Übungsaufgabe 1:
Beantworten Sie anhand der Forendiskussion die folgenden Fragen:
(a) Welches ungefähre Baujahr wird für den Yamaha mit 8 PS genannt?
(b) Welche Schaftlänge hat der Johnson Seahorse 9,9?
(c) Welchen Zweck nennt Astarod auf antonios Frage, warum man etwas kaufen sollte, das man nicht braucht?

Vorliegender Text:
◆ ◆ ◆ ◆

# Kaufberatung Yamaha 8 PS und Johnson 9,9 Seahorse



## Astarod (10. Februar 2013)

Moin
Ich habe die Möglichkeit 2 Aussenborder zu kaufen.
1 Yamaha 8 ps Langschaft bj etwa Anfang der 80er
2 Johnson Seahorse 9,9 Normalschaft
Was meint ihr,wieviel kann man ausgeben?

gruß
Asta


----------



## Don-Machmut (10. Februar 2013)

*AW: Kaufberatung Yamaha 8 PS und Johnson 9,9 Seahorse*



Astarod schrieb:


> Moin
> Ich habe die Möglichkeit 2 Aussenborder zu kaufen.
> 1 Yamaha 8 ps Langschaft bj etwa Anfang der 80er
> 2 Johnson Seahorse 9,9 Normalschaft
> ...



also ich würde für beide kein geld mehr  ausgeben |uhoh:
und zweitens was brauchst du den Normal oder Langschaft danach sollte man zuerst schauen #h???????????


----------



## Astarod (10. Februar 2013)

*AW: Kaufberatung Yamaha 8 PS und Johnson 9,9 Seahorse*



Don-Machmut schrieb:


> also ich würde für beide kein geld mehr ausgeben |uhoh:
> und zweitens was brauchst du den Normal oder Langschaft danach sollte man zuerst schauen #h???????????


 

Ich brauche gar keinen,aber es wäre vieleicht ein Schnäppchen!|rolleyes


----------



## Don-Machmut (10. Februar 2013)

*AW: Kaufberatung Yamaha 8 PS und Johnson 9,9 Seahorse*



Astarod schrieb:


> Ich brauche gar keinen,aber es wäre vieleicht ein Schnäppchen!|rolleyes



na den würde ich auch so ein altes teil garnicht kaufen !!!!!!
Schnäppchen währe es nur für den verkäufer :k finde ich #d


----------



## antonio (10. Februar 2013)

*AW: Kaufberatung Yamaha 8 PS und Johnson 9,9 Seahorse*

wenn man etwas nicht braucht, warum sollte man es dann kaufen.

antonio


----------



## Astarod (10. Februar 2013)

*AW: Kaufberatung Yamaha 8 PS und Johnson 9,9 Seahorse*



antonio schrieb:


> wenn man etwas nicht braucht, warum sollte man es dann kaufen.
> 
> antonio


 
um etwas dran zu verdienen!


----------



## antonio (10. Februar 2013)

*AW: Kaufberatung Yamaha 8 PS und Johnson 9,9 Seahorse*

dann brauchst du es ja doch, nämlich um es weiterzuverkaufen.

◆ ◆ ◆ ◆

[Auszüge aus einem Pointing-Datensatz]
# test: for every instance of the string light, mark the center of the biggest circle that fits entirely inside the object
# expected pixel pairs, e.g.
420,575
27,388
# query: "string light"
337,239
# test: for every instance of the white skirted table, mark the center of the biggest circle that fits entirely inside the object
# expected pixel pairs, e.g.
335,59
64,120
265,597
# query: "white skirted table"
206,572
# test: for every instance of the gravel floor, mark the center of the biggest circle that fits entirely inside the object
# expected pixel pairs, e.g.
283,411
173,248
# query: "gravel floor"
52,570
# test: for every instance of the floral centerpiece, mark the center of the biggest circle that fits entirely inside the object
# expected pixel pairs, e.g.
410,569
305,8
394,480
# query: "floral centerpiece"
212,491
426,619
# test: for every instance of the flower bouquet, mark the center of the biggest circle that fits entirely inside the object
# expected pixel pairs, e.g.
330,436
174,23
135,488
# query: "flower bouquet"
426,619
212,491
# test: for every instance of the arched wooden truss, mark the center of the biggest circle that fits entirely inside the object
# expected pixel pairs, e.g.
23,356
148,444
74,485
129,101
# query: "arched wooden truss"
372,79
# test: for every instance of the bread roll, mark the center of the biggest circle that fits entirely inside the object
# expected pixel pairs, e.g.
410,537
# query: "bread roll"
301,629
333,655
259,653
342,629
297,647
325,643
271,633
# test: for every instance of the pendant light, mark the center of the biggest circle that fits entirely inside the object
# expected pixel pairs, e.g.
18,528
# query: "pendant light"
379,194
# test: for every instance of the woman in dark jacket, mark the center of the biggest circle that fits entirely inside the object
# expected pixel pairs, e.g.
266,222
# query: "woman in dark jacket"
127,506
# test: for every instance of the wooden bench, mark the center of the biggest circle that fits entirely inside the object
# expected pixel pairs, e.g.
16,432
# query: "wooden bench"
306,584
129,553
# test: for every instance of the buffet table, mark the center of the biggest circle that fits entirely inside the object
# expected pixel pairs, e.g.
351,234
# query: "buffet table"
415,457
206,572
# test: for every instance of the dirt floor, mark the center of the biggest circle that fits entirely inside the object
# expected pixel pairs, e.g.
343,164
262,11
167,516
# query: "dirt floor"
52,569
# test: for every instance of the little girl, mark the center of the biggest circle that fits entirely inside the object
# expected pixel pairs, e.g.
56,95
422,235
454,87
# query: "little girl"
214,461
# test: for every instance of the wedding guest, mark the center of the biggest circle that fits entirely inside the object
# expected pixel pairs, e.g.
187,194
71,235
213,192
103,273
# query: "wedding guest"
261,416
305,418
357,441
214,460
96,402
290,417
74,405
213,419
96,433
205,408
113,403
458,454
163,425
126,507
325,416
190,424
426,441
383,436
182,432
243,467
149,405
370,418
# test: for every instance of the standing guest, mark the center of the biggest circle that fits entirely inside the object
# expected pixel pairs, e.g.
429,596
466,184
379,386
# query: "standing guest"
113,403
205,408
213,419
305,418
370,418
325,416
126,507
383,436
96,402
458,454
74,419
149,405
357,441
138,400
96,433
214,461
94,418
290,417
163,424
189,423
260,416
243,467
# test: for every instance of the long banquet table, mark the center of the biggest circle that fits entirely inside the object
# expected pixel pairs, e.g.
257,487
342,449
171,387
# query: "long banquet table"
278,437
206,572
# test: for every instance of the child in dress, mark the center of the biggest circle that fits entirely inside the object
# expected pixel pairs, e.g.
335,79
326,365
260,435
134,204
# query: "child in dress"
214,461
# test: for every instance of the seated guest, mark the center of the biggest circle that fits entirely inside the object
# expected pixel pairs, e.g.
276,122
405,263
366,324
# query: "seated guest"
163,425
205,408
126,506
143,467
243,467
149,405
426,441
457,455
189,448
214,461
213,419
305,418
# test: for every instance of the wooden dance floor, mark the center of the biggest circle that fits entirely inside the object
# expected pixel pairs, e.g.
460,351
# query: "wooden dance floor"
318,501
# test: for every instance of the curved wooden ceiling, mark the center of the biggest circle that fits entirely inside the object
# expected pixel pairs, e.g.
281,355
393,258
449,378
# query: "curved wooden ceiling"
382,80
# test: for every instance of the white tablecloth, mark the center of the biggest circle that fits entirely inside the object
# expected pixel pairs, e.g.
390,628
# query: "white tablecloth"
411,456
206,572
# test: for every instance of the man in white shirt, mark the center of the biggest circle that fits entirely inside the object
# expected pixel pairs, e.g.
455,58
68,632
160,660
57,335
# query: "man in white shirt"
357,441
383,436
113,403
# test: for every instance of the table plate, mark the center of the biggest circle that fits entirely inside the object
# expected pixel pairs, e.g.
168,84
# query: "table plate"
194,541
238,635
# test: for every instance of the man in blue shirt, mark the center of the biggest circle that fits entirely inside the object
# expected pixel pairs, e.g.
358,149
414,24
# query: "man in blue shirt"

◆ ◆ ◆ ◆

Übungsaufgabe 2: Wählen Sie aus der Auflistung jede Zeile aus, die die Zeichenfolge "tablecloth" enthält, und beachten Sie dabei die Groß- und Kleinschreibung.

Schriftliche Antwort 1:
(a) Etwa Anfang der 80er
(b) Normalschaft
(c) Um etwas daran zu verdienen

Schriftliche Antwort 2:
# test: for every instance of the white tablecloth, mark the center of the biggest circle that fits entirely inside the object
# query: "white tablecloth"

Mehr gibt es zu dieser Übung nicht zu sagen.